== CONSEGNE ==
- a) Nell'intervista a Claudio Sanfilippo, quali nomi cita per la letteratura in milanese degli ultimi tre secoli? Riportali tutti.
- b) Nelle voci, riscrivi le righe comprese tra quella che contiene "find camera dial." e quella che contiene "[0,213,236,354]", entrambe incluse, sostituendo "detector" con "labeler" e lasciando invariato tutto il resto.

== BRANO FORNITO ==

★ ★ ★ ★

Autore per grandi nomi della canzone, cantautore lui stesso, collaborazioni con chi della canzone d’autore fa materia di sangue e respiro, una porta sempre aperta alla scrittura narrativa senza musica. E poi milanese e milanista doc. Claudio Sanfilippo porta avanti più tradizioni. Da quella alla Nanni Svampa ed Enzo Jannacci nel dialetto della Milano popolare a quella in cui musica e testo creano un’ unità narrativa inscindibile in grado di evocare tempi e mondi. Passando per la traduzione di canzoni anglosassoni di cui si appropria della più intima anima. Col fil rouge dell’eleganza con cui veste il corpo di ogni nuova creazione. 

Cosa cambia per un autore nello scrivere liriche in italiano e in milanese?

Cambia foneticamente e quindi la musica nasce in modo diverso. Il milanese è duttile e pieno di tronche, come l’inglese. L’italiano è molto più ricco, è una lingua gigantesca. Il milanese, come tutte le lingue locali, è espressivo, onomatopeico, a sua volta spesso intraducibile. Ogni tanto penso in milanese e capita che l’ispirazione prenda quella strada, ma per pensare in una lingua bisogna conoscerla bene. La mia fortuna è che non ho dovuto studiarla, l’ho imparata ascoltando i discorsi familiari, fin da bambino. Anche se poi, se guardo il mio repertorio, ho scritto prevalentemente in italiano.

A proposito, considera il milanese un dialetto o una lingua?

Direi una lingua locale, anche se non mi sono mai posto il problema della definizione. E comunque il milanese, nel suo piccolo, può chiamarsi lingua per ragioni storiche, in letteratura negli ultimi tre secoli ha prodotto tanto, soprattutto in ambito poetico e teatrale, Porta, Tessa, Loi, Bertolazzi, Ferravilla, solo per citare i primi che mi vengono in mente. Oggi ci sono alcuni giovani e bravi poeti che tengono alta la bandiera, mi viene in mente Davide Ferrari, che scrive in pavese, bravissimo.

★ ★ ★ ★

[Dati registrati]
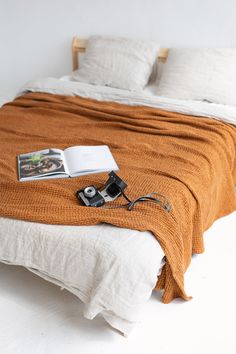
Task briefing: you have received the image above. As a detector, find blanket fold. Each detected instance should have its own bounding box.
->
[0,93,236,303]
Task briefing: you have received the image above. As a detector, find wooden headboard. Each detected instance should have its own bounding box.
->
[72,37,168,71]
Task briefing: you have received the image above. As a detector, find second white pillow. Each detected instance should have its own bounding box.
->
[73,36,159,91]
[156,48,236,106]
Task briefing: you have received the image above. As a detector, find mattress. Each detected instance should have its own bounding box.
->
[0,77,236,334]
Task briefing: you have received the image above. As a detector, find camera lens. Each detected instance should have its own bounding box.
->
[84,186,96,198]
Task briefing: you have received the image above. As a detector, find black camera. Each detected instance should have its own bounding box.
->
[76,171,127,207]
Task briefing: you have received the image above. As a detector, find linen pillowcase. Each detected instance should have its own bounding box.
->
[73,36,159,91]
[156,48,236,106]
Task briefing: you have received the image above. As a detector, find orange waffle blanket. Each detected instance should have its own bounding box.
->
[0,93,236,303]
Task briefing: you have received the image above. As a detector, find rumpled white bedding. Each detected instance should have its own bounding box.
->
[0,76,236,335]
[19,75,236,124]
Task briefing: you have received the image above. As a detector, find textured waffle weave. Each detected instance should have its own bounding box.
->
[0,93,236,303]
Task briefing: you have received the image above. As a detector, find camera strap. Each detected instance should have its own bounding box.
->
[103,190,172,213]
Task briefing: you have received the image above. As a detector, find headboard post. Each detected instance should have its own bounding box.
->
[72,36,169,71]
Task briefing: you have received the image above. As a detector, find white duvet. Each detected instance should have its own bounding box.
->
[0,76,236,335]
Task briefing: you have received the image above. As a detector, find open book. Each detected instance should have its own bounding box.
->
[17,145,119,181]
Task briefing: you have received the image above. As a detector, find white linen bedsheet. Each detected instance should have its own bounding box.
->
[19,75,236,124]
[0,76,236,334]
[0,218,164,335]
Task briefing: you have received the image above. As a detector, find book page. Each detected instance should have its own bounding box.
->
[18,149,69,181]
[64,145,119,177]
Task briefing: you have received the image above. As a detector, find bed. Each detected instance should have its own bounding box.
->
[0,38,236,334]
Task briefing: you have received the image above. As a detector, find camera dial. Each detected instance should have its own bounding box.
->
[84,186,96,198]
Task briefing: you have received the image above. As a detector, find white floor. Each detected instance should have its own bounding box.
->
[0,213,236,354]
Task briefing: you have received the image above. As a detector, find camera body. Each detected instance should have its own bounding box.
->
[76,171,127,207]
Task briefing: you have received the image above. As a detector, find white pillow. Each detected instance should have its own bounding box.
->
[73,36,159,91]
[156,48,236,106]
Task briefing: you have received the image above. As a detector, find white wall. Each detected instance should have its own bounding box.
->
[0,0,236,96]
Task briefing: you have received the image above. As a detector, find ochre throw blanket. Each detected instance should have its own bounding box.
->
[0,93,236,303]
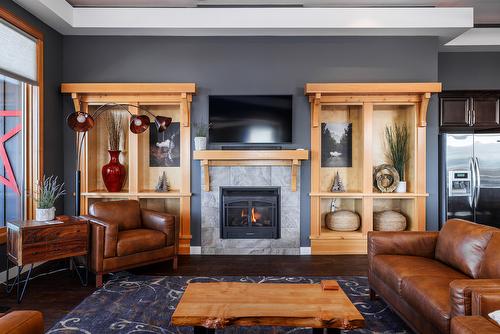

★ ★ ★ ★

== RISPOSTE ALLE CONSEGNE ==
- a) Porta, Tessa, Loi, Bertolazzi, Ferravilla.

- b)
Task briefing: you have received the image above. As a labeler, find camera dial. Each detected instance should have its own bounding box.
->
[84,186,96,198]
Task briefing: you have received the image above. As a labeler, find white floor. Each detected instance should have its own bounding box.
->
[0,213,236,354]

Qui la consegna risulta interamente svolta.